**Stated exercise:**
In the entries below, reproduce verbatim every line from the line containing "Identify the grey" through the line containing "(1329, 262)", both included, and nothing else.

--- START OF Data supplied ---

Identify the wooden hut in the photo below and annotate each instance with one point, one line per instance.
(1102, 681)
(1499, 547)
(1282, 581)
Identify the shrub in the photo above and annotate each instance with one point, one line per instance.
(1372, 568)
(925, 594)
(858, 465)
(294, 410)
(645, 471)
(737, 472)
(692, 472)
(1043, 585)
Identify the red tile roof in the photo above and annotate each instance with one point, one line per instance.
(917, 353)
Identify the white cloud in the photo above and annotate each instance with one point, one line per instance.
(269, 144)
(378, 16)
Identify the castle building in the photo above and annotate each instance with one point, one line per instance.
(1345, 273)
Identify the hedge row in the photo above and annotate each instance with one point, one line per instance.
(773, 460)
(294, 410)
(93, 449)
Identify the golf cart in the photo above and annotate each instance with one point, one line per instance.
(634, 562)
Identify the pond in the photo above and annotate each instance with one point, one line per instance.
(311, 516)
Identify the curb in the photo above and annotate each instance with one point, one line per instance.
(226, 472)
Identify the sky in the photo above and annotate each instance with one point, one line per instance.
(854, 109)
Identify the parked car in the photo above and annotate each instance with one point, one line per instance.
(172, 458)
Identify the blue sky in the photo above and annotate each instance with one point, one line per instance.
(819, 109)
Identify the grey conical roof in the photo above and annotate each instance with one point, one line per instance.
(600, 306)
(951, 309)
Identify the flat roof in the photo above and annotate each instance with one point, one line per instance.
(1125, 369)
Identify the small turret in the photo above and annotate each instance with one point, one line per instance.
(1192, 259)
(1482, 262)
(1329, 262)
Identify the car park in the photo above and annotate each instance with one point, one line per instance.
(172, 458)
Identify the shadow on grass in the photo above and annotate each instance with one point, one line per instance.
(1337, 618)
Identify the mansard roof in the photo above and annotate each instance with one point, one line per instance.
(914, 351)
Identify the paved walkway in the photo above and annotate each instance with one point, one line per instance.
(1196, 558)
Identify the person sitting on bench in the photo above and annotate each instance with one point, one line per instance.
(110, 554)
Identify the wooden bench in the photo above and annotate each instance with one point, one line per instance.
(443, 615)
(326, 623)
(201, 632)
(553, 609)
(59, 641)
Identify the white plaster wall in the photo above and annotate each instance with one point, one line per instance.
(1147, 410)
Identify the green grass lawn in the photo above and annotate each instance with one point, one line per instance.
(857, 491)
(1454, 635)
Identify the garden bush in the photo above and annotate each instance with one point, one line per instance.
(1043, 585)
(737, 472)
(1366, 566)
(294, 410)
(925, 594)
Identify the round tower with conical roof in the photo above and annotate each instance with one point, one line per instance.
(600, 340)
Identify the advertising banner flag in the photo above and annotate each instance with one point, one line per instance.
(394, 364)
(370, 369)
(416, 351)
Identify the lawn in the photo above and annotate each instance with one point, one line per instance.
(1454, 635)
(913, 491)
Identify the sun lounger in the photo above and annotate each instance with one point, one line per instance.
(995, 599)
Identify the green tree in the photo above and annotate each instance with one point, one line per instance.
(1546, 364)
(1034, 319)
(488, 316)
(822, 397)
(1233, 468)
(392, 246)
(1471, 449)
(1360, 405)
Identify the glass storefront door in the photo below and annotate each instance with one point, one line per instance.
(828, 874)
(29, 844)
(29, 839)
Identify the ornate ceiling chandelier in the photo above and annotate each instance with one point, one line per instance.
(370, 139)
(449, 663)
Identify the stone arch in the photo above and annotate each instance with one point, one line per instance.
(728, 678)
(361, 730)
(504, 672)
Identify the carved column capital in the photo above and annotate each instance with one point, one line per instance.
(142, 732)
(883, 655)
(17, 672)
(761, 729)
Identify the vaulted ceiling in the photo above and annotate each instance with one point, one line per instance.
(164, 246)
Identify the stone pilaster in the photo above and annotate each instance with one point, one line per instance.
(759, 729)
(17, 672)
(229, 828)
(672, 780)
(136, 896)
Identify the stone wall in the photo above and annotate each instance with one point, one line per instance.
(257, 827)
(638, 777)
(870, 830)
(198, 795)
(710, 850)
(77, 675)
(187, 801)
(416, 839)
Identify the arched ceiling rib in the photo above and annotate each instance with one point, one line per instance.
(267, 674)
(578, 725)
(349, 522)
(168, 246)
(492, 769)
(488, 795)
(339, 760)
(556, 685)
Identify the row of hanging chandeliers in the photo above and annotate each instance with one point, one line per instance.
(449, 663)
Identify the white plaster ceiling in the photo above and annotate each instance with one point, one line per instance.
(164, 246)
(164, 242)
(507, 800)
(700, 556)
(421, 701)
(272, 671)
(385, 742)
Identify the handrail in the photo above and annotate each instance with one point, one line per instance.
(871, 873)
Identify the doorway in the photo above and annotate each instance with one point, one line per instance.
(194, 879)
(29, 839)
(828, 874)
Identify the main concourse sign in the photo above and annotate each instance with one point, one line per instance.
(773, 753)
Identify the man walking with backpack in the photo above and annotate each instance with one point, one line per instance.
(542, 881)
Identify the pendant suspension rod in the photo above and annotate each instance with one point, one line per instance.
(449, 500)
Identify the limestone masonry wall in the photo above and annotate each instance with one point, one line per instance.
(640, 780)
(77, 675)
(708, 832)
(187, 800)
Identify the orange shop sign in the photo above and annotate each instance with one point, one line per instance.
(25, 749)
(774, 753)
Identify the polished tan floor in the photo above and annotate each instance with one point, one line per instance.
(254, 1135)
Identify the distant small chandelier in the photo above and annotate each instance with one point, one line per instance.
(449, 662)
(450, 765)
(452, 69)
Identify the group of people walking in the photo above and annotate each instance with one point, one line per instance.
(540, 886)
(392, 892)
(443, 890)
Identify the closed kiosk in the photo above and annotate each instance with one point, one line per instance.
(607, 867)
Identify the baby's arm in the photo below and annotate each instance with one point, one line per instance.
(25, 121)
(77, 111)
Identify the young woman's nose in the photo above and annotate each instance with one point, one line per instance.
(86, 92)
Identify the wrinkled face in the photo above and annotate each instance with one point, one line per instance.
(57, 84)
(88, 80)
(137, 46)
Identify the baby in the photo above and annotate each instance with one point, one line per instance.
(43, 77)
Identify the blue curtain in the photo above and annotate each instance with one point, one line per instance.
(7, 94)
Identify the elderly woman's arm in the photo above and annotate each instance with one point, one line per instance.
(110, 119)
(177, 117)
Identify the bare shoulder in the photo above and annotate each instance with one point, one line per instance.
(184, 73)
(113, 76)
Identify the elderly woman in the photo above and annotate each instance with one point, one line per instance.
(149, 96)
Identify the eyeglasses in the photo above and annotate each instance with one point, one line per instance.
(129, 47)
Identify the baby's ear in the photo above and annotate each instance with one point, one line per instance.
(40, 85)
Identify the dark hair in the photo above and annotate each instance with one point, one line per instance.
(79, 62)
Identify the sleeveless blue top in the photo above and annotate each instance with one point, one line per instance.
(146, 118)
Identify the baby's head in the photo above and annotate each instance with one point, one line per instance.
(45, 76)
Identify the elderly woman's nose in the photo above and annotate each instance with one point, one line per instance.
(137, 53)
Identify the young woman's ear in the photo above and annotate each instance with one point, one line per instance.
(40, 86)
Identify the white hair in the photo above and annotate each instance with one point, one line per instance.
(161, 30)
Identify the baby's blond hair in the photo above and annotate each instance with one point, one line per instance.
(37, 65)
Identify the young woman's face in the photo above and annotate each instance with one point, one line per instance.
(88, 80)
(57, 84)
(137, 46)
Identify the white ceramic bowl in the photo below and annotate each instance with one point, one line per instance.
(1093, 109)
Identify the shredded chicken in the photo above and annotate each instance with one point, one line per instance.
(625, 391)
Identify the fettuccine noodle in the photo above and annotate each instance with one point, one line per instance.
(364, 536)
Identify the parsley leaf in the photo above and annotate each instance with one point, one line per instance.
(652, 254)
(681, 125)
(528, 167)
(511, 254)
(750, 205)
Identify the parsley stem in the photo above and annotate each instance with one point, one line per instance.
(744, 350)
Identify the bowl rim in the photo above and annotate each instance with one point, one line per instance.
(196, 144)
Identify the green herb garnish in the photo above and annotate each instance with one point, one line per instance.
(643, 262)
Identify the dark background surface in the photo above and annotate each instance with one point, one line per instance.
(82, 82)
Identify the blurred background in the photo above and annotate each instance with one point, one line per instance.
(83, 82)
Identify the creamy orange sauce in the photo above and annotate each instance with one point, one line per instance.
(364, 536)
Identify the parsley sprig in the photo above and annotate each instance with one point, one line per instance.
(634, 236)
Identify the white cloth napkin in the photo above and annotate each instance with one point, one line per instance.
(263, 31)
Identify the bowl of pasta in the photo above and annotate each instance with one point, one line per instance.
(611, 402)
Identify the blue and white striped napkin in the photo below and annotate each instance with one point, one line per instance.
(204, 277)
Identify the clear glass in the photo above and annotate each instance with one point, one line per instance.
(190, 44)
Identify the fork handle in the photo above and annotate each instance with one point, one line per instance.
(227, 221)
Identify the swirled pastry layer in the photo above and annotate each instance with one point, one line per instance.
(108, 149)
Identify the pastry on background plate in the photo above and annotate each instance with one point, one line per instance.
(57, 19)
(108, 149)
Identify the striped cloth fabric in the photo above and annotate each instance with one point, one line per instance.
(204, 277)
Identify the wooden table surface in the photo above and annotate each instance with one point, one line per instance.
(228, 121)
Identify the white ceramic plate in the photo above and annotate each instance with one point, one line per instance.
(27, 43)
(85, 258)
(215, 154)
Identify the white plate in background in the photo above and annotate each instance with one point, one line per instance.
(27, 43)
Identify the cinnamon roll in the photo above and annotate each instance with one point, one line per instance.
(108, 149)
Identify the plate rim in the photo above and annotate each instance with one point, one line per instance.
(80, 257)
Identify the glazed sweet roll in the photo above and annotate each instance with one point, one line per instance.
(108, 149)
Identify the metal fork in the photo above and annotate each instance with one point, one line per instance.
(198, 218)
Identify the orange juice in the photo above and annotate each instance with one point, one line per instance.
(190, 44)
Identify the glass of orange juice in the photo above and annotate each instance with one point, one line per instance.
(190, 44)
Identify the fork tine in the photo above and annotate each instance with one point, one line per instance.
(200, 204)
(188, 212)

--- END OF Data supplied ---

**Result:**
Identify the grey conical roof in the photo above and annotate each instance with one point, one line per instance.
(600, 306)
(951, 309)
Identify the flat roof in the photo above and annotate each instance with one point, one line per instance.
(1125, 369)
Identify the small turret in the photo above and annotate each instance with one point, one line per instance.
(1192, 259)
(1482, 262)
(1329, 262)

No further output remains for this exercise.